Excerpted text:
::::::

My sewing goal for Summer 2017/18 is to get my PHD (project half done) pile reduced by half. Which means finishing at least a dozen projects, because it’s a little out of control!
I’m getting a little help in the push to finish things thanks to the re-launch of the Sew Weekly (ooooh!), though it’s Instagram only this time ( 🙁 ). But I can still show you the things I make here, and be able to talk about them in depth.
First off: something for the way-too-easy-to-be-on-theme-for ‘UFO’ challenge:
This skirt has been on my PHD pile for over a year, ever since I started it along with a class I was teaching. Things begun along with classes are the problem with half my pile.
As a textile fanatic (aka, snob), printed ikat-look fabrics usually make my head hurt. The weave is so intrinsic to an ikat. This one, however, managed to win me over. It’s a heavy stretch herringbone twill, and the weave of the fabric and the colours of the print just worked together perfectly. And it was only $3 a meter at a Fabric Warehouse sale!
The skirt only needed hemming and a waistband to finish.
For the photoshoot, Mr D & I went to the City Gallery Wellington to see the Colonial Sugar exhibition, which touches on many of the same themes that I discussed in my post on Blackbirding & Bislama.
Jasmine Togo-Brisby’s Bitter Sweet artwork was amazing. Even Mr D was properly impressed. Sadly, it was too cold for the sugar to have any smell, so that element of the artwork didn’t have as much of a sensory impact.
Tracey Moffatt’s Plantation photographs were a perfect counterpoint to Bitter Sweet – both glossy and beautiful reflections of a very un-beautiful episode in our history.
If you have a chance to see either work, I highly recommended it.
While Colonial Sugar was the reason for our visit to City Gallery, the skirt is named after the other exhibition we saw while we were there: Occulture: The Dark Arts, featuring art that explores the occult.
Colonial Sugar was about a terrible event, and Occulture about our beliefs, but Colonial Sugar just made me sad: Occulture actually made me profoundly and personally uncomfortable, and it’s rare that art can do that.
I’m used to honouring and respecting art, and people’s beliefs. I was brought up to consider art a valid and profound part of the human experience, which helps us to explore who we are on an individual and societal level. I was also brought up to respect the beliefs and practices of a wide range of religions and cultures. I think of myself as being being kind and respectful to people of all faiths (or lack thereof), even when they knock on my doors at inconvenient times, trying to convert me. Whatever you want to believe, I thought I was OK with it, as long as it’s your choice, and isn’t negatively impacting those who didn’t choose it.

::::::

Data lines:
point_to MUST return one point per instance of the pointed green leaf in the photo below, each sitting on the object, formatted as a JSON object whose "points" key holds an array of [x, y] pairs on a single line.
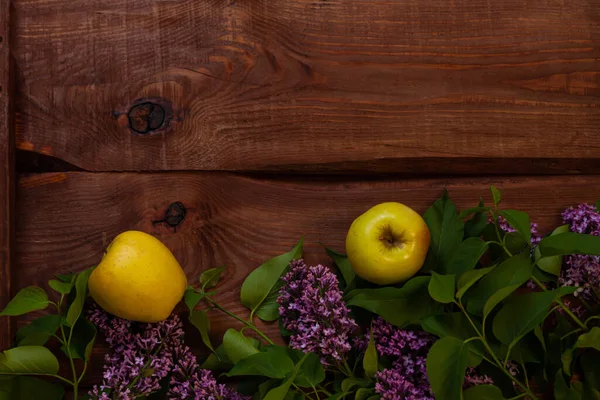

::::::

Work to complete:
[a] Answer these about the post on the skirt and the gallery visit, one line each:
(i) How much did the skirt fabric cost per meter?
(ii) Why did the sugar in the Bitter Sweet artwork have no smell?
(iii) Which exhibition is the skirt named after?
[b] Write what comes next in the post about the skirt and the gallery visit, picking up after its final sentence.

Responses to the exercise:
[a]
(i) $3 a meter, at a Fabric Warehouse sale.
(ii) It was too cold.
(iii) Occulture: The Dark Arts.

[b]
Seeing an exhibition about various forms of the occult, from artworks that were meant to be literal ‘spells’, to those that treated magic and astrology and astral planes as completely valid, real, beliefs, made me realise that while I think of myself as unprejudiced and non-judgemental, there is a huge swathe of beliefs that I react to, with, at best, mildly condescending indulgence, and, at worst, complete derision. I respect art, but consider astrology (for example) rubbish pseudoscience, so to see the former combined with the later in artworks that treated astrology as a completely valid science, using it to explore major world events, was extremely disconcerting.
I think of myself as openminded, but to look at artwork, after artwork, where the artist’s message was something that I think of as silly, and maybe even a little dangerous? Quite disconcerting.
And very good for me. Because artwork is meant to stretch your mind, and in my world of academics, in the most educated city in a very liberal country, and living a life where my background and choices all encourage me to meet a very diverse range of people, I can sometimes fall into the trap of thinking mine is completely open, and it isn’t. We all still live in our own little bubbles, and while I didn’t expect mine to be pricked that day at City Gallery, it was, and I appreciate the new angle on myself, even if it was uncomfortable.
So this skirt is named in honour of the experience, and a kind of magic I do believe in: sewing magic.
Because it really is quite amazing and magical that we can take flat fabric and make 3-D shapes that fit our bodies out of it, and that a garment can completely change our mood and perception of ourself, or another person. Fabric can warm us, shield us, protect us: all the things spells are meant to do.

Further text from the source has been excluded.